WHAT TO WORK ON:
Write out each line of the listing as it stands, without the images.

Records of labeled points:
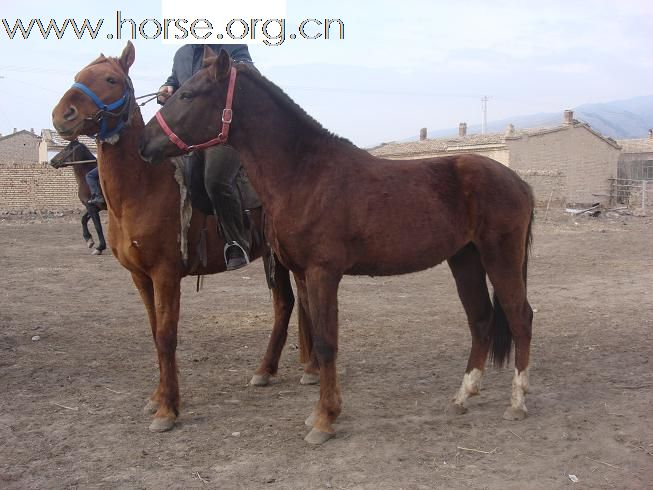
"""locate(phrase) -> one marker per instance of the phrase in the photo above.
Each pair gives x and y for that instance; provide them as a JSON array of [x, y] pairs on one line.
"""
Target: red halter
[[227, 115]]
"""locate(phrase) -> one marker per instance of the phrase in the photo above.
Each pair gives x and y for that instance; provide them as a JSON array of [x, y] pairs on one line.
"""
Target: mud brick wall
[[546, 185], [585, 161], [37, 186], [19, 148]]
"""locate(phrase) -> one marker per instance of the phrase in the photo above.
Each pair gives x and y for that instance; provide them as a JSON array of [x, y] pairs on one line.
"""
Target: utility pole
[[484, 100]]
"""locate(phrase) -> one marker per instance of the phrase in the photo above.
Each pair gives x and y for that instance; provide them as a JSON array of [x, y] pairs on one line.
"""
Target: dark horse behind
[[78, 152], [334, 209]]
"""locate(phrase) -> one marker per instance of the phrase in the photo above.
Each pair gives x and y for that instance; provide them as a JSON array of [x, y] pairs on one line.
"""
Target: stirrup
[[235, 244]]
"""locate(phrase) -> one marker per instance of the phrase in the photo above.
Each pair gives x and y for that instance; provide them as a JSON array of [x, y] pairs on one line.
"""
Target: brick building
[[636, 160], [19, 147], [569, 163], [27, 182]]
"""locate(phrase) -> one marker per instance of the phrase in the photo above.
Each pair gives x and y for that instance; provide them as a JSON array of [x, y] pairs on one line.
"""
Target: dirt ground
[[70, 402]]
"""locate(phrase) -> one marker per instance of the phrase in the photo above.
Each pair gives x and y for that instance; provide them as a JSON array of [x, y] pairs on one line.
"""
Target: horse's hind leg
[[88, 238], [311, 374], [505, 261], [284, 301], [469, 274]]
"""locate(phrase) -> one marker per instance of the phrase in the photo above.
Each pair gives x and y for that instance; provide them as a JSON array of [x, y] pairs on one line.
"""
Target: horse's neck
[[80, 172], [120, 164], [275, 145]]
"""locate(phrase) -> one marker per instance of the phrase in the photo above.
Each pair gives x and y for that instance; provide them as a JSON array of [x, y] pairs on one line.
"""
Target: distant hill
[[619, 119]]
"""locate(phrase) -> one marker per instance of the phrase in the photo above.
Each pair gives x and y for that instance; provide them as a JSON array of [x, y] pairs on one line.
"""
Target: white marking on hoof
[[260, 380], [517, 410], [162, 424], [318, 437], [455, 409], [151, 407], [310, 421], [515, 414], [310, 379], [470, 386]]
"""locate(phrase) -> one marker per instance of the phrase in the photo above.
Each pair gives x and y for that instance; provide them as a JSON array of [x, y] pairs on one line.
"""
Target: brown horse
[[143, 203], [334, 209], [78, 152]]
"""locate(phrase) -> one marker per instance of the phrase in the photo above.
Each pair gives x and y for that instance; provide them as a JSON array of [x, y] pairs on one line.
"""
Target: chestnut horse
[[143, 204], [334, 209], [78, 152]]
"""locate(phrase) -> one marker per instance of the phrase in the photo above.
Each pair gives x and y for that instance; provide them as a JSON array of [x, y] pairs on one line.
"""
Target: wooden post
[[644, 195]]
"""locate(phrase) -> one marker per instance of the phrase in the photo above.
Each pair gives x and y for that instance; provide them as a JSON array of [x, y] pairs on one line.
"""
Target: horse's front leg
[[86, 234], [322, 288], [146, 290], [97, 222], [284, 300], [166, 301]]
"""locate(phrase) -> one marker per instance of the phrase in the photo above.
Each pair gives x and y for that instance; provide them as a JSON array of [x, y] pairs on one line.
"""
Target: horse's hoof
[[512, 413], [310, 379], [162, 424], [317, 437], [310, 421], [455, 409], [260, 380], [151, 407]]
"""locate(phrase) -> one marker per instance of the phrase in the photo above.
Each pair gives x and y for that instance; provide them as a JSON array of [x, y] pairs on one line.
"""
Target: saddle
[[199, 198]]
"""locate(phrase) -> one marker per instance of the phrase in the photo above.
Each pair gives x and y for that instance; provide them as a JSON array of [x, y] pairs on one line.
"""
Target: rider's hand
[[165, 91]]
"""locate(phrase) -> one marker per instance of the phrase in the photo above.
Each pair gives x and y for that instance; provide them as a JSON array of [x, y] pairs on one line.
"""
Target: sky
[[400, 67]]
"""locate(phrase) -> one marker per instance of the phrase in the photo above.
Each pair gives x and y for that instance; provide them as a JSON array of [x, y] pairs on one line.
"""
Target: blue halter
[[105, 110]]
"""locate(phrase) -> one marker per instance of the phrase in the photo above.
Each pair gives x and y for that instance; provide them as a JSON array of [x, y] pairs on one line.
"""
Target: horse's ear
[[209, 56], [221, 66], [127, 57]]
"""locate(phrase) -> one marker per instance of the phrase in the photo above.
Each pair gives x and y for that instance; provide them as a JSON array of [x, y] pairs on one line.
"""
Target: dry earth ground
[[70, 403]]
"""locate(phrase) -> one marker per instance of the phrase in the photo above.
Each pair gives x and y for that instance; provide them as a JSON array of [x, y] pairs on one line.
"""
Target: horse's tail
[[502, 335]]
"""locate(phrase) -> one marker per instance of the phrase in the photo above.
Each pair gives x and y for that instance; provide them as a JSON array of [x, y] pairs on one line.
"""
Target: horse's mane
[[285, 101]]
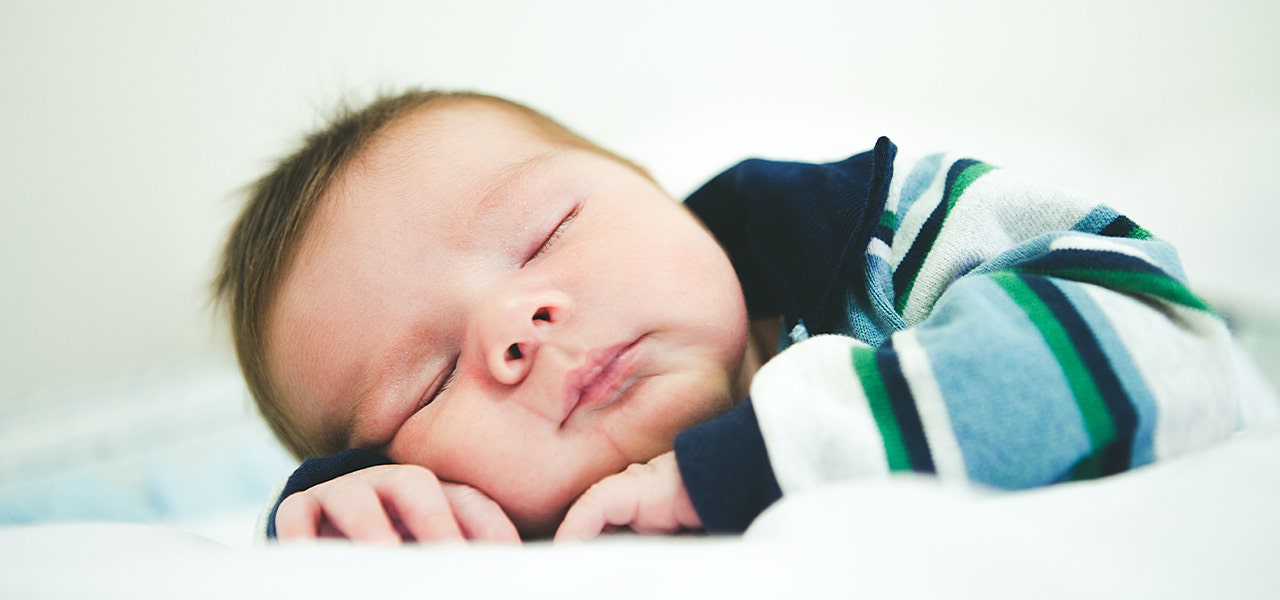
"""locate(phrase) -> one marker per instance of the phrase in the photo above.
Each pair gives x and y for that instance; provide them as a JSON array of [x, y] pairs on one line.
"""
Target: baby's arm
[[384, 504]]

TASK RESPONSE:
"""locate(phrase) -> one marker per instance of the phrase in the photo above.
Each pair gives x and y for that instance; provide them as a JSON array of [x, y] pairs on one line.
"""
Target: red halter
[[227, 115]]
"""locate(phrase) -> one marker per instance of the phrase in the photo above.
Each pair gives x and y for that instance; provide them as a JSON array of [x, y] pairs on one line.
"""
Target: mud brick wall
[[546, 185], [585, 161], [37, 186], [19, 148]]
"""locate(phrase) -> one marker per instance of the phrase in the photo above.
Each pair gives x and y for that instance; provide them as a JSON array of [x, y] pairs on one line.
"""
Target: utility pole
[[484, 100]]
"""locate(phrase) -> one marker per instance of the phrase in the photo above.
Each pair gives x and y for that instance; provide them as a JSON array of [x, y] pairs on one line.
"""
Target: dark horse behind
[[78, 152], [334, 209]]
"""locate(phrase) -> one marker per instance of the phrase in the photo above.
Each pair gives x and y for that instance; provide them as a JSON array of [x, y] pairs on one line.
"""
Target: stirrup
[[235, 244]]
"""locate(phrase) -> one marker per instance of the phrase in the photo above.
Each pair gives x and y for that instance; provide them as a JSON array of [x, y] pairs on one line.
"""
Target: brick building
[[636, 160], [19, 147], [569, 163], [27, 182]]
"""locate(phrase) -> one marker per instance of the phrase in the photo above.
Each pair gives x and y for that instance; provide them as a JSON array of [x, y] pairs on one line.
"""
Target: dirt ground
[[70, 402]]
"""locate(phrase) -> one marker per instance of the phrase in the photo above.
Each pair gives x and y for that instance; provide them as a JSON array of [x, y] pairs on one line.
"""
Target: horse's hind leg
[[88, 238], [311, 374], [505, 261], [284, 301], [469, 274]]
"""locate(phrase) -> one marker per instance of the phrase in the photo above.
Each pair gives x and y for that instance; provide them as a JSON array of [x, y] pairs on one line.
"""
Target: horse's neck
[[80, 172], [120, 164], [275, 145]]
"""locate(phrase) -> one marker per instance of the phrase in the photo above.
Each pair gives x and y for that instance; provide them as a JSON array of [x, y] pairs on one line.
"""
Target: distant hill
[[619, 119]]
"""locate(phrase) -> one marker per instance of the phrase in the photo above.
Each pair gives x and y for that instance; provide them as a JSON array of [x, y] pairs on one line.
"""
Target: white marking on hoof
[[260, 380], [517, 410], [162, 424], [318, 437], [455, 409], [151, 407], [310, 421], [515, 414], [310, 379], [470, 386]]
"""locate(phrase) -> one marker per instance of the phrase in the photo above.
Each pair gives x and y for that instance; provide them as a JSON array of [x, y] pairs on one line.
"""
Target: brown horse
[[143, 203], [334, 209], [78, 152]]
"""locate(phrase) -> one marker per instance of the phrase in the photo above.
Each pair gives x and y for that instance; provide them as a JSON array of [x, y] pairs on one line.
"""
Target: chestnut horse
[[143, 204], [334, 209], [78, 152]]
"""locate(phrase) -> one marker per instance of the phrase in the photo above.
Each pair gives x and y for that instance; provide them as a JSON array of [x, y] pairs on one line.
"""
Target: wooden post
[[644, 195]]
"""locate(phrase) -> one marker per instance of the phrase in the photo above.
Each pair gives x and y for that instance; provide them as a JSON array of [x, y] pairs on one line.
"""
Target: horse's front leg
[[86, 234], [322, 288], [146, 290], [97, 222], [284, 300], [166, 301]]
"""locate(phrase) -> one marker per instance of the phrase in the photo above.
Each pair gives x and y for that instance; provide them as a JSON array of [x, y] pairs on one line.
"""
Target: horse's hoof
[[512, 413], [310, 379], [162, 424], [317, 437], [310, 421], [455, 409], [260, 380], [151, 407]]
"""locate(phrase) -> one marker per instance of the phrase in the photo above.
Each pair gives x and y for that instance; provide them as a JSON array of [x, y] pairs on one line.
"""
Target: saddle
[[199, 198]]
"""locate(phrase) -> one marker per instance of the phrase in the photo above.
Each pair gives x and y for that instance; provide them as a JSON array of [x, y] pairs on one line.
"""
Target: rider's hand
[[165, 91]]
"""locate(phrase) -> one marker per instance of the phrase in the photo above.
Each pair gives x and y for that instance; provide them as a JSON array of [x, y] pairs on one line.
"""
Target: sky
[[400, 67]]
"""locate(phrase) -> one marker per instance of the phrase in the photo above.
Each pair gives x and y for that instance; provide them as a JSON array of [x, y] pairs on one line.
"""
Target: blue halter
[[105, 110]]
"""locate(phrase) -> one marker per instance of the phrase in the photo above.
Each pair gives x and y for that instance; provide them as a JSON array of [x, y] pairs on one line.
"""
Target: horse's ear
[[209, 56], [221, 66], [127, 57]]
"""locate(phrase) -> one marker per instance of the phrase in the photo above.
Each pair gives x and y for that instance; provide them as a JSON array of [x, y] pairs on one line.
"""
Target: dry earth ground
[[70, 403]]
"""locate(phrase) -> one marker per instance of the phrase in the photo above.
Each pair gives x and y for that instance; provide them as a JSON array of [x, y] pairs on one line.
"""
Target: horse's tail
[[502, 335]]
"""locate(phrase) -> one marker per instance of the phrase in the photo above.
Each pair gives x and y for that instance; provide them as a JSON array of [x, y] pairs on one line.
"""
Target: horse's mane
[[285, 101]]
"""locate(phrase) -> one marker per instance of the phrase in the photo above.
Each pair gives x and y for that instance; provide them as a JSON array of [x, y] pairs on one line.
"""
Target: baby's arm
[[384, 504]]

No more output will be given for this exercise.